== Source extract
Pardon me while I grab a tissue. *sniff, sniff*

I remember the moment I learned about wes's passing. My sweet little Tater Tot was jabbering away when it just popped out.

"What did she just say?" I'm sure my face reflected the sheer terror I felt in that moment. No. No it couldn't be. It just couldn't be true. Alas, it was true. Wes was dead, and all I could do was look at her like she had said the most foul word you've ever imagined. Avery had uttered a 'yes' instead of the cute little 'wes' I loved so dearly.

'Wes' was the last cute little mispronunciation in her daily vocabulary. It was the last bit of baby talk. It was end of a special era, and someone is going to have to drag me out of it kicking and screaming. It isn't time for her to be a preschooler. She is still a toddler, I say. Still a toddler. All evidence points to the contrary. She is shooting up in height and has plenty of hair now. She can spell her name and bingo. She can say her ABCs. She knows so many things and is capable of doing so many things on  her own. She is a big girl. I know this. I really do. I'm just not ready.

I think back over all the cute phases, phrases, faces and such, and I feel sad. I was happy to have been such a big part of them all, but I am genuinely saddened by each small loss over the past three years. I should be used to this. My youngest child is very near adulthood. (*shudders*) I know there will be plenty of other great things over the years, but this was the cutest of the cute phases. Now, the last piece of it is gone.

Pardon me while I grab another tissue. *sniff, sniff* *blow*

Any minute now (hint, hint, baby) there will be a new addition to the family. Any minute now (seriously, baby) there will be a new baby to go through all the cute phases. I'm excited about that, but I am still grieving the loss of my beloved Tater Tot's 'wes' and all of her other cute things.

So long, little bear (Rawr!)
====
== Information provided
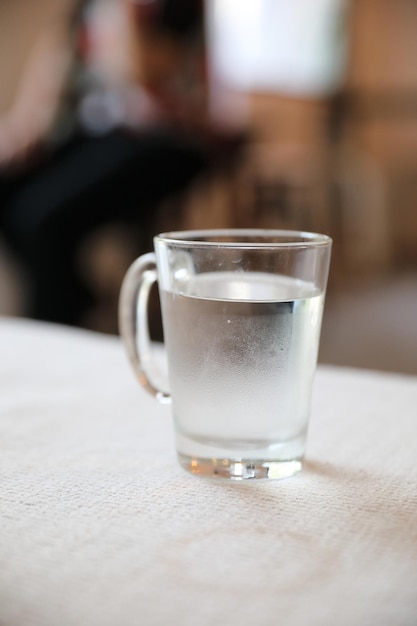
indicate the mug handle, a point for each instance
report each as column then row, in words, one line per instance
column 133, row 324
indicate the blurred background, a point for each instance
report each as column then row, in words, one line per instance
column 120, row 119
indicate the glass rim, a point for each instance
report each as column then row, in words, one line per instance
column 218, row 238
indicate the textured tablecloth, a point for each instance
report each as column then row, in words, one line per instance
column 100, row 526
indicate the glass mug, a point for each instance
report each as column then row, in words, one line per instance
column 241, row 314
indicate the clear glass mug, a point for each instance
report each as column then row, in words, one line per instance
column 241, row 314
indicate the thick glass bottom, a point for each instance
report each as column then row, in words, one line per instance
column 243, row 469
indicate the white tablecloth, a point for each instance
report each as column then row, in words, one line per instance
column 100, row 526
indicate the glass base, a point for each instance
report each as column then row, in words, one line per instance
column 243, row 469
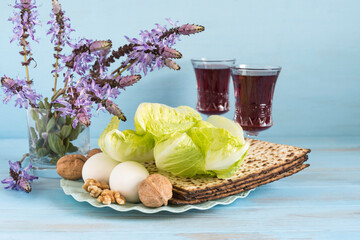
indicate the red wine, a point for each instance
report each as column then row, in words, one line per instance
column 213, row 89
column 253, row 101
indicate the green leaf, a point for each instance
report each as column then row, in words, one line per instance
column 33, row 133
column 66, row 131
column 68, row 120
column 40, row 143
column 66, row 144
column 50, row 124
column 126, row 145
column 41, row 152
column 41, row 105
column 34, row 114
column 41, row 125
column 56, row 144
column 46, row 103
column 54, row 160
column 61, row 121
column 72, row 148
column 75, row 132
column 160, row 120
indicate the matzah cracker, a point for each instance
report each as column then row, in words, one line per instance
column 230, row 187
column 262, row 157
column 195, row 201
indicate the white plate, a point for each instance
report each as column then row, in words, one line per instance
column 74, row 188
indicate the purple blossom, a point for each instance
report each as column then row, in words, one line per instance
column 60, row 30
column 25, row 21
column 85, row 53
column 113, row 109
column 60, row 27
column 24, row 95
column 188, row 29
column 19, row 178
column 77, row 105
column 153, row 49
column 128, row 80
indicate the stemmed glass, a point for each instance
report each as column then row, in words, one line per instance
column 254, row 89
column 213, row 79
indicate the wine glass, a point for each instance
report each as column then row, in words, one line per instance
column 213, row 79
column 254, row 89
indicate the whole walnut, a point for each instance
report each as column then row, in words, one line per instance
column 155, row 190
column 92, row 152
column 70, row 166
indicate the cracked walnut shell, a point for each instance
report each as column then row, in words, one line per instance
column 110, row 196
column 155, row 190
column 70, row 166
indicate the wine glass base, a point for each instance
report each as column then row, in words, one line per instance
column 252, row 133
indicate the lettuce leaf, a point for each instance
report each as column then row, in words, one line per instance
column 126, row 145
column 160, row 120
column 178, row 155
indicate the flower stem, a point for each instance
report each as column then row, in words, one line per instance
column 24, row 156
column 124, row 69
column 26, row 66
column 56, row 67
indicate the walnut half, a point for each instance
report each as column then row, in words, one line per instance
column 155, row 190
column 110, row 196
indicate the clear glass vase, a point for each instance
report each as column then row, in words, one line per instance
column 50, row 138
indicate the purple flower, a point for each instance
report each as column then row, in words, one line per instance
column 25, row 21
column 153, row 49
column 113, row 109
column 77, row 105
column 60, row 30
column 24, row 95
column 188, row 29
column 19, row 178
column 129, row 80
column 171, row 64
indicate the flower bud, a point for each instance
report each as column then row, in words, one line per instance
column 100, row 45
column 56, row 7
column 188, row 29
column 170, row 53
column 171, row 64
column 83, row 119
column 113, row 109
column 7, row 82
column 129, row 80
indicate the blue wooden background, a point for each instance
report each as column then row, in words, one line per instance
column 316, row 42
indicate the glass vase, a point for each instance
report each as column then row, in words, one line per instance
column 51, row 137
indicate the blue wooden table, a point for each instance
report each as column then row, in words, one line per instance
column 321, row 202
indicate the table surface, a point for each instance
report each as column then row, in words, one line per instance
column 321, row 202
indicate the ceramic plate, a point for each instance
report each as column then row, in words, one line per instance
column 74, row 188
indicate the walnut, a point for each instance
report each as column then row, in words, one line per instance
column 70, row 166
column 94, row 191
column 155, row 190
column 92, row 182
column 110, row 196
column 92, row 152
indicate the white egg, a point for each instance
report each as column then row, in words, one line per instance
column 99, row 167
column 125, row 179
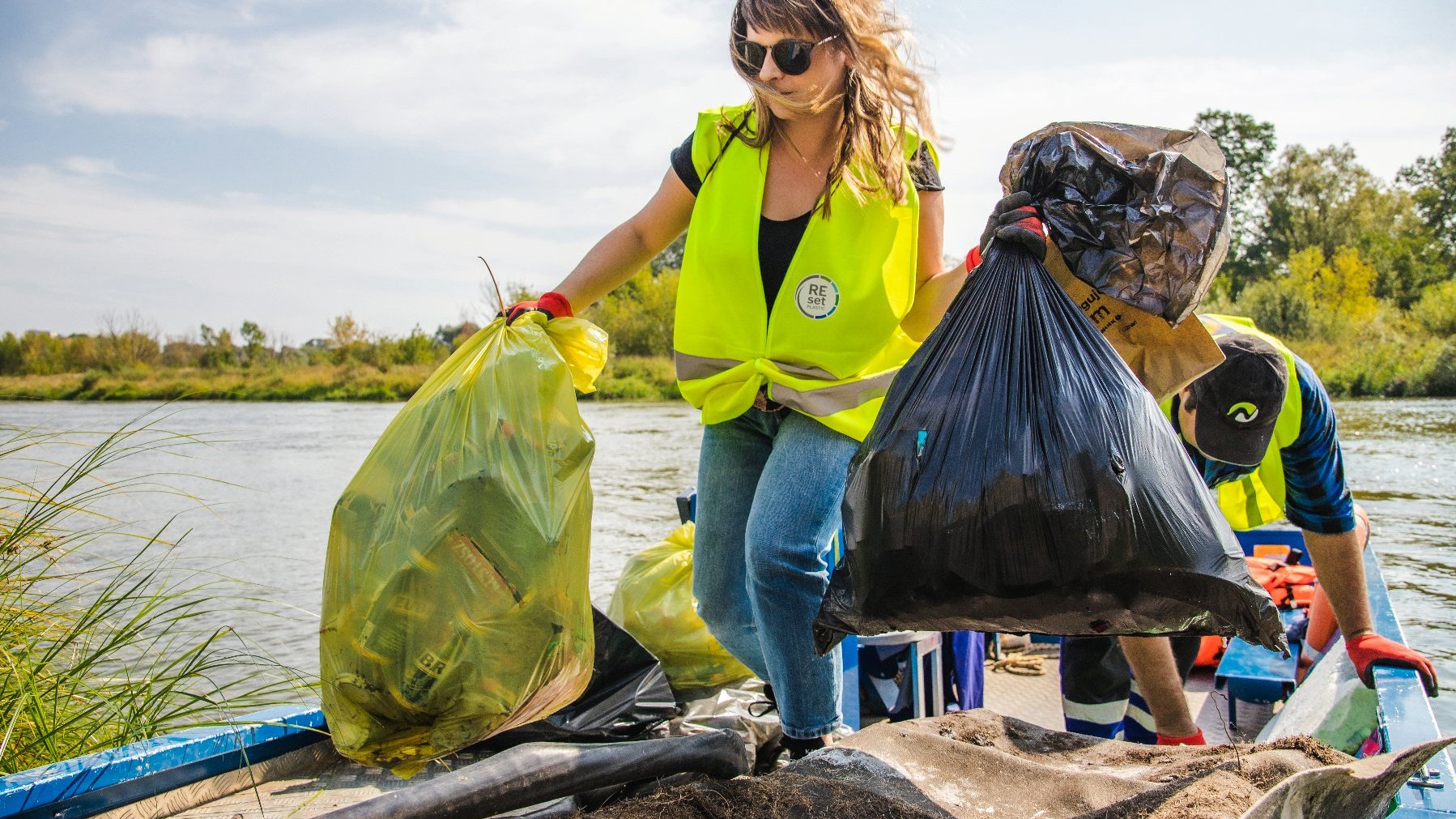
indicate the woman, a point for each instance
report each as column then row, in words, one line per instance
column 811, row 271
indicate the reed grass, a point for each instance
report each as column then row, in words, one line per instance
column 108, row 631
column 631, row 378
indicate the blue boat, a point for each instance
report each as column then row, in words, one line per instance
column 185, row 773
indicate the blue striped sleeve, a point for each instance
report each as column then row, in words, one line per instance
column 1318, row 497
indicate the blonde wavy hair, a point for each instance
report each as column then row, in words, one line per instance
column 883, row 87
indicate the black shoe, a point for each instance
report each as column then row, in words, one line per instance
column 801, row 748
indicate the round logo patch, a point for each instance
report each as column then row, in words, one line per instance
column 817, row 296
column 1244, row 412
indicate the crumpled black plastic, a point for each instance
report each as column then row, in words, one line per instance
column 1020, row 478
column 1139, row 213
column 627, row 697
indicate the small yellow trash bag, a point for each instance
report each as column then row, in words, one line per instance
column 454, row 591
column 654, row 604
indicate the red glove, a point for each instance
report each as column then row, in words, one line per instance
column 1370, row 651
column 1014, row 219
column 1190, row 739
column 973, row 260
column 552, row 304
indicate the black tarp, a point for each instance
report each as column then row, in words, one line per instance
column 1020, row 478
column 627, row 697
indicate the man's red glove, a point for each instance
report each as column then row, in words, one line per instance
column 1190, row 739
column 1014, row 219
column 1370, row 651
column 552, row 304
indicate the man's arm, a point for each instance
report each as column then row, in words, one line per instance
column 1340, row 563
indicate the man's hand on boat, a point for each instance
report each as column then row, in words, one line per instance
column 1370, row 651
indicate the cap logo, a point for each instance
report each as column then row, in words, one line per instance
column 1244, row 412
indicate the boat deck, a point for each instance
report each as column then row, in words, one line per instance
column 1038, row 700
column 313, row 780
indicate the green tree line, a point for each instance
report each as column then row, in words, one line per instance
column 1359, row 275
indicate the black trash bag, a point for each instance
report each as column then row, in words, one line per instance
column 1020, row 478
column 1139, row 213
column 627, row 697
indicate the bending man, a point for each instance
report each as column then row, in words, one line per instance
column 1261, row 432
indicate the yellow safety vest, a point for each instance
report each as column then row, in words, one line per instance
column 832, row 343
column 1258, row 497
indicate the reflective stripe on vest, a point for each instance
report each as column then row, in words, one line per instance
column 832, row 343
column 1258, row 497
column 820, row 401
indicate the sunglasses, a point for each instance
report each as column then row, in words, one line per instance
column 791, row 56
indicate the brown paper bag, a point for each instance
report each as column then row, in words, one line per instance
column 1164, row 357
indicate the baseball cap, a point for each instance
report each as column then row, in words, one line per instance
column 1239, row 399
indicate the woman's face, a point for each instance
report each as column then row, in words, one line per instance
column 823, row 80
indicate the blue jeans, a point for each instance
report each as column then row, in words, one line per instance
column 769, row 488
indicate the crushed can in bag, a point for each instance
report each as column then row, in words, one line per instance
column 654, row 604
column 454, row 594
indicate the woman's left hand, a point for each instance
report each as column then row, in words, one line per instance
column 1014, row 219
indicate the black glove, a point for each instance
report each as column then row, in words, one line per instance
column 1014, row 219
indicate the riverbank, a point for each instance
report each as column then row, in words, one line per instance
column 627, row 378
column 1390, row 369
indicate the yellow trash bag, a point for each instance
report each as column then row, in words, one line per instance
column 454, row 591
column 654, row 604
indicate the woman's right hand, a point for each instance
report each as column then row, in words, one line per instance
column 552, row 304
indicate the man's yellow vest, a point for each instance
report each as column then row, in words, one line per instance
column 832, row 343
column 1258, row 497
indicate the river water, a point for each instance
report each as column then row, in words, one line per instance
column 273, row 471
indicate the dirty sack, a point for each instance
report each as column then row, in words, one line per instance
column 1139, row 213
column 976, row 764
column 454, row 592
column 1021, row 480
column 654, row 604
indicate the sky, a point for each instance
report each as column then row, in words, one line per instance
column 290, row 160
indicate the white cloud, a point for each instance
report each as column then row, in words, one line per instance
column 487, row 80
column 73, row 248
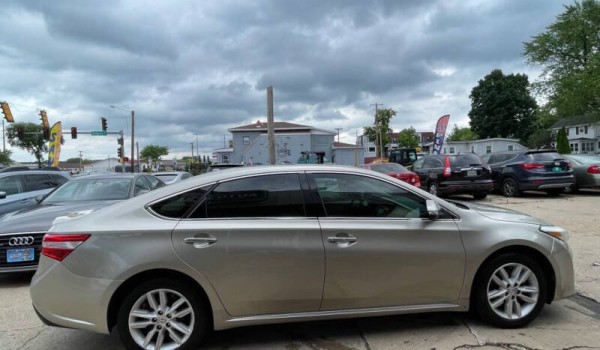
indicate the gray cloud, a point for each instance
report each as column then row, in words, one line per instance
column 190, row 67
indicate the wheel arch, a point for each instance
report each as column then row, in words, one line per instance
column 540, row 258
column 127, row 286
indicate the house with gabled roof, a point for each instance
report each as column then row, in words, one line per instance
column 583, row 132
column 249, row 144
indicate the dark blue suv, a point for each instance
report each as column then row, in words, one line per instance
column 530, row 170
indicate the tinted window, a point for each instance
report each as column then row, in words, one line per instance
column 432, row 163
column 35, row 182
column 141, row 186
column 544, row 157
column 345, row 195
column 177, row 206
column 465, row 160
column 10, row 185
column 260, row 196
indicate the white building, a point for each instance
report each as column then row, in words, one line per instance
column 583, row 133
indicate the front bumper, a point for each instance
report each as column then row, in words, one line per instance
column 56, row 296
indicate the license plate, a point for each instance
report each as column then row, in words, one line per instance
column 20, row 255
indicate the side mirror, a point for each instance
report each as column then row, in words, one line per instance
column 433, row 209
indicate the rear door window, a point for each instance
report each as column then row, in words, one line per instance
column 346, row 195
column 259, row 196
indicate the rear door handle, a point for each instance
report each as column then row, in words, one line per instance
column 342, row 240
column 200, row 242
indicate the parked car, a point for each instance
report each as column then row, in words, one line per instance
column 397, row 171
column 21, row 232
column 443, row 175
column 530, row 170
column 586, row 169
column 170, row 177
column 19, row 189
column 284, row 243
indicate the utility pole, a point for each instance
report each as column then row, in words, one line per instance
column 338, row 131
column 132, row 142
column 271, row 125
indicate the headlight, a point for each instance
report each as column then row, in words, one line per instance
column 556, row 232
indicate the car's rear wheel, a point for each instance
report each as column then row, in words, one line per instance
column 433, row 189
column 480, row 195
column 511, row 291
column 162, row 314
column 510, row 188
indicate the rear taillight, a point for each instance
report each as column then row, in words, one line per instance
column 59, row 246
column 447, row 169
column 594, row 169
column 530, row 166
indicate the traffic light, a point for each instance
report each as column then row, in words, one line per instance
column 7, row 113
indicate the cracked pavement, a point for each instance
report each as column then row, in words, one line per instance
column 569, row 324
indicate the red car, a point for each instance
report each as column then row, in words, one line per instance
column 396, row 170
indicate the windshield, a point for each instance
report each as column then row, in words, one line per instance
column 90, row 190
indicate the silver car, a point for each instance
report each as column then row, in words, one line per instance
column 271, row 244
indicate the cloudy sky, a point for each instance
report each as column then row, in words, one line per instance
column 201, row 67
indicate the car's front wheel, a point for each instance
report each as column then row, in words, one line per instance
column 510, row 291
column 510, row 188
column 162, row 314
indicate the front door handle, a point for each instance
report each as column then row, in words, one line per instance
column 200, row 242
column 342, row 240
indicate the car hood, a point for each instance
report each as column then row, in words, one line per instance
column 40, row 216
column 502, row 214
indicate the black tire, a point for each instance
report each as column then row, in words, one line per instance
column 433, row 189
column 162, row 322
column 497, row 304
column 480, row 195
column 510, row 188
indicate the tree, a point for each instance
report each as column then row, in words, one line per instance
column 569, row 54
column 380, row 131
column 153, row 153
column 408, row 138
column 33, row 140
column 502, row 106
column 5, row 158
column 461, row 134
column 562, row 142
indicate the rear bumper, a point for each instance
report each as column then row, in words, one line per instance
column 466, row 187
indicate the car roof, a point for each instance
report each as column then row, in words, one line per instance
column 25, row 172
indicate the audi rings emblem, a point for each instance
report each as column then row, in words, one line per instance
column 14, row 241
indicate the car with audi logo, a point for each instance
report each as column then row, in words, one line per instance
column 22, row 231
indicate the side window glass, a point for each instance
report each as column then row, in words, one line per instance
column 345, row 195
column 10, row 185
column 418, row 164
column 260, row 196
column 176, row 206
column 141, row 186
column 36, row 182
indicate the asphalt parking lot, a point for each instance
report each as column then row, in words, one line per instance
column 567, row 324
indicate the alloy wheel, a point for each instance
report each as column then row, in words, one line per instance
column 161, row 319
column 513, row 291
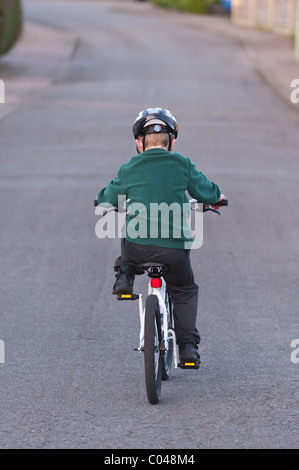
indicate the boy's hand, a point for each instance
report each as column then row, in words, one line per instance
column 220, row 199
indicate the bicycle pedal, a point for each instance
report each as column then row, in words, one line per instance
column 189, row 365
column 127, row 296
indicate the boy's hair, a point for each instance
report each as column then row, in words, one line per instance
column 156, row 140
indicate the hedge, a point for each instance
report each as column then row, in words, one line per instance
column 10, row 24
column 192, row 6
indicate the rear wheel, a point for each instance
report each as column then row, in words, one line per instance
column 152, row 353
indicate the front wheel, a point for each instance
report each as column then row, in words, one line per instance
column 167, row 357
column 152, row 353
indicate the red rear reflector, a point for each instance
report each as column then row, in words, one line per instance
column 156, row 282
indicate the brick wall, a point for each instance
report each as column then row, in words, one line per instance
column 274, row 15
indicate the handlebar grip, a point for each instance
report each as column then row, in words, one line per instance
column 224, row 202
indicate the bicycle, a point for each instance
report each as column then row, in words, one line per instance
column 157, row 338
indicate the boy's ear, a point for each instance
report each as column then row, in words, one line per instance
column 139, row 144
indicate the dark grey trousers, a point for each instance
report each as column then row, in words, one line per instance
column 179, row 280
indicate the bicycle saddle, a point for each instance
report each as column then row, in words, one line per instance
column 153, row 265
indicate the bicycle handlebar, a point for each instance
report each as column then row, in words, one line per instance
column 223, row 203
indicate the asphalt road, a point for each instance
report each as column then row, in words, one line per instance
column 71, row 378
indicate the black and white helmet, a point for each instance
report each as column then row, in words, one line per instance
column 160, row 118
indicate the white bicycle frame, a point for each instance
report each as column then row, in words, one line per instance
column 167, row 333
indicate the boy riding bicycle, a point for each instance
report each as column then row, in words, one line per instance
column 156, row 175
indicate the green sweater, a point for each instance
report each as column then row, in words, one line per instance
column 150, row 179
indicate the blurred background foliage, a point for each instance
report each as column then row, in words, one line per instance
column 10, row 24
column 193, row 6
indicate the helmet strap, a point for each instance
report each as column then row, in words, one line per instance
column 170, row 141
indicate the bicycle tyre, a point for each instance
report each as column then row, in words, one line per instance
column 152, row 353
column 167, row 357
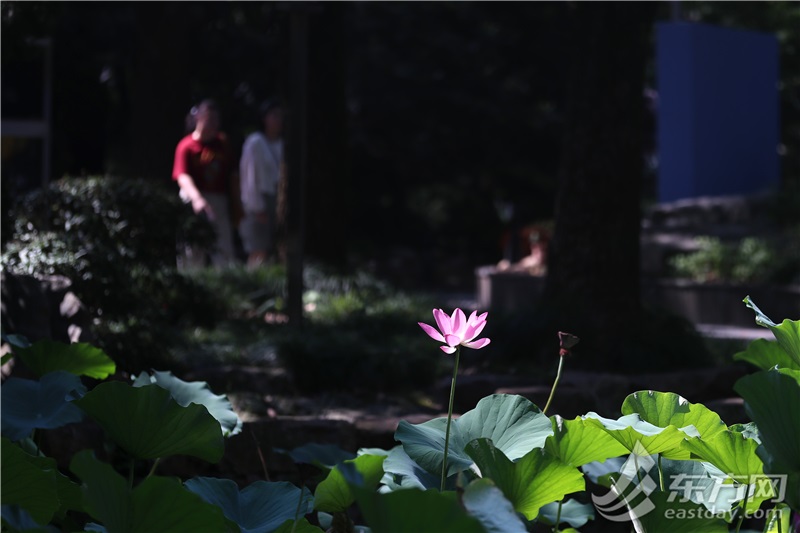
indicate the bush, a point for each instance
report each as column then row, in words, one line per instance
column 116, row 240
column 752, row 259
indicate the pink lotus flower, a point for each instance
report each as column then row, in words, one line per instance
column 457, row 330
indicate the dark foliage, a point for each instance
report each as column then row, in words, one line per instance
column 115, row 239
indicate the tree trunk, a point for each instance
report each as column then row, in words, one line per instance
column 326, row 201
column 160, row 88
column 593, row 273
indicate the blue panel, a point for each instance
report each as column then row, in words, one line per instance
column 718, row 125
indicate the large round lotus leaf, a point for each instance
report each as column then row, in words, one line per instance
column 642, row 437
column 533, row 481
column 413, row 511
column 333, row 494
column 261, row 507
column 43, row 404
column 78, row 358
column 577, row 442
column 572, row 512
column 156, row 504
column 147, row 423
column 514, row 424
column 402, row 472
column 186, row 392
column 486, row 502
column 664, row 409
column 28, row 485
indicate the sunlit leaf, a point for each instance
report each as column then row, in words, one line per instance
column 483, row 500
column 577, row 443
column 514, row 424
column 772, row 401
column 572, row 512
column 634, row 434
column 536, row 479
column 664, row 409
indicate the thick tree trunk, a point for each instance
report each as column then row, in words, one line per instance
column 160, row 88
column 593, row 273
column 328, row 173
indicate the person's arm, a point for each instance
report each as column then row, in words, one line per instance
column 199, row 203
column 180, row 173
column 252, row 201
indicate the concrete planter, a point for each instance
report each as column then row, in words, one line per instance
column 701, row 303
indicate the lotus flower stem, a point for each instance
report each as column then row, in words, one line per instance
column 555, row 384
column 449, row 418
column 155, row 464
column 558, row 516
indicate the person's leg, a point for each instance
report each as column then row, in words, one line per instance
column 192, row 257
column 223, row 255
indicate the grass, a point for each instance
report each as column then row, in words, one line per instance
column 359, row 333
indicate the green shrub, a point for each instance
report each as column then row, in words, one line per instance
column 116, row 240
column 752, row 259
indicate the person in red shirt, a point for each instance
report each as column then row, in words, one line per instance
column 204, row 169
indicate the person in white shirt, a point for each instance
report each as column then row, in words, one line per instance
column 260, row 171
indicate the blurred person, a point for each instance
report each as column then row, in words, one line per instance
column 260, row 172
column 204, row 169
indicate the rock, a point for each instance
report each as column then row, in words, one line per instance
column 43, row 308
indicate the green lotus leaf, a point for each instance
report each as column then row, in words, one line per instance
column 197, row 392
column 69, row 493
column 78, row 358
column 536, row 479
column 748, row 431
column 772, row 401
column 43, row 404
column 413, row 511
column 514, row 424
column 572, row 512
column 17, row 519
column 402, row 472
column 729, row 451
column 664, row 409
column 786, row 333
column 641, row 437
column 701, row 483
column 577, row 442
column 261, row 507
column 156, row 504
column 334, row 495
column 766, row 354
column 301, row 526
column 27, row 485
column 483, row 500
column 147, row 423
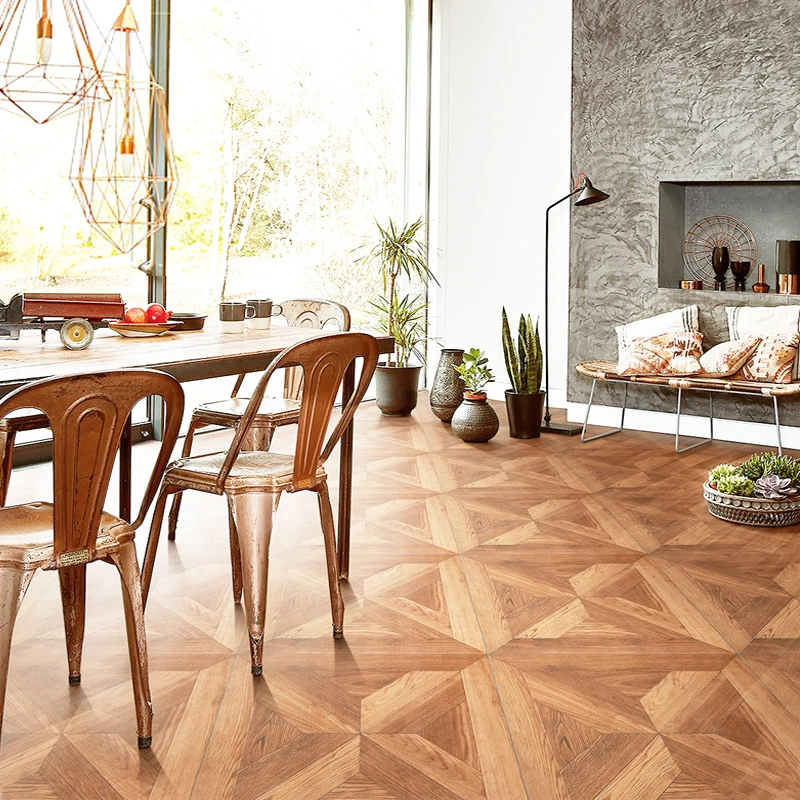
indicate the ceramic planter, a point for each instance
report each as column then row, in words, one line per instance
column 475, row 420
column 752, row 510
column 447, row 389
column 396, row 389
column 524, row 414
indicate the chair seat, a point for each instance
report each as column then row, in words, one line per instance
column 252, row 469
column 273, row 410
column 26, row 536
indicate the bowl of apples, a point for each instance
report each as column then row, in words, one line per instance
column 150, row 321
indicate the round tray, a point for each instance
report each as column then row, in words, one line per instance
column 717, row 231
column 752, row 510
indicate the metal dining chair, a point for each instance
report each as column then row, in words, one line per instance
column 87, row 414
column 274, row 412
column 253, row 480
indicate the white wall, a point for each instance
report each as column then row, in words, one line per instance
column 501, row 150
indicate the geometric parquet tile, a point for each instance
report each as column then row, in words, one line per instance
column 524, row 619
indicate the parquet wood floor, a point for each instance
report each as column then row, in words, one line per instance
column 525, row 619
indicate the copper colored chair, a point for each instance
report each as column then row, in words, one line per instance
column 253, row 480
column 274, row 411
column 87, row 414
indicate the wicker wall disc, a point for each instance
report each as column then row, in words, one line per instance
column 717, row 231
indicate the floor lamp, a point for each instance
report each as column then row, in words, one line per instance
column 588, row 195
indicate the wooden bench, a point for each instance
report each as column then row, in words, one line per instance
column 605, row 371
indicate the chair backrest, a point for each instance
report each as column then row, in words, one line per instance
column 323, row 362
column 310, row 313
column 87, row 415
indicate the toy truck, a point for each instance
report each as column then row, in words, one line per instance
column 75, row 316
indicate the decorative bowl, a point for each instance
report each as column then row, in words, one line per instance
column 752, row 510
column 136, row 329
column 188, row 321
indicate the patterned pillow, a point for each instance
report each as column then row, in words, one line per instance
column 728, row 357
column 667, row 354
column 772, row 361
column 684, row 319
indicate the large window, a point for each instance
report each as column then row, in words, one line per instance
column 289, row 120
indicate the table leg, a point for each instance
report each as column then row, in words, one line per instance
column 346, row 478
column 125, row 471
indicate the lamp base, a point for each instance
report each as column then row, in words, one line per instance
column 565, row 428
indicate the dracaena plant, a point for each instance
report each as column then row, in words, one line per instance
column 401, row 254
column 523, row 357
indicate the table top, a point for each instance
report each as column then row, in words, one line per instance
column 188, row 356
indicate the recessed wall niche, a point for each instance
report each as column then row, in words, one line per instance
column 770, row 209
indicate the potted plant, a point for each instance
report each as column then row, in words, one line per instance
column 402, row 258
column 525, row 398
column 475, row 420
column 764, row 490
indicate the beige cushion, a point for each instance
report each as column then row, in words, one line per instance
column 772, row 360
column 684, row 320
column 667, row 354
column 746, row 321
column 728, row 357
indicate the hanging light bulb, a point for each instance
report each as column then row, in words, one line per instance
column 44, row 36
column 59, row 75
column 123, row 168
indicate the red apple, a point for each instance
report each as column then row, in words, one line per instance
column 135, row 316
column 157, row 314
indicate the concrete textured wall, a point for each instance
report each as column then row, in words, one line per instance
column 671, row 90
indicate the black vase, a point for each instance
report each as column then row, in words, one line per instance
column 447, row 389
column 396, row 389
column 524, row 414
====
### What needs to be done
Print the part of the blog post starting with "I remember the" and going on through "loved so dearly.", word for word. The items were taken from a different source than the blog post.

### Task response
I remember the moment I learned about wes's passing. My sweet little Tater Tot was jabbering away when it just popped out.

"What did she just say?" I'm sure my face reflected the sheer terror I felt in that moment. No. No it couldn't be. It just couldn't be true. Alas, it was true. Wes was dead, and all I could do was look at her like she had said the most foul word you've ever imagined. Avery had uttered a 'yes' instead of the cute little 'wes' I loved so dearly.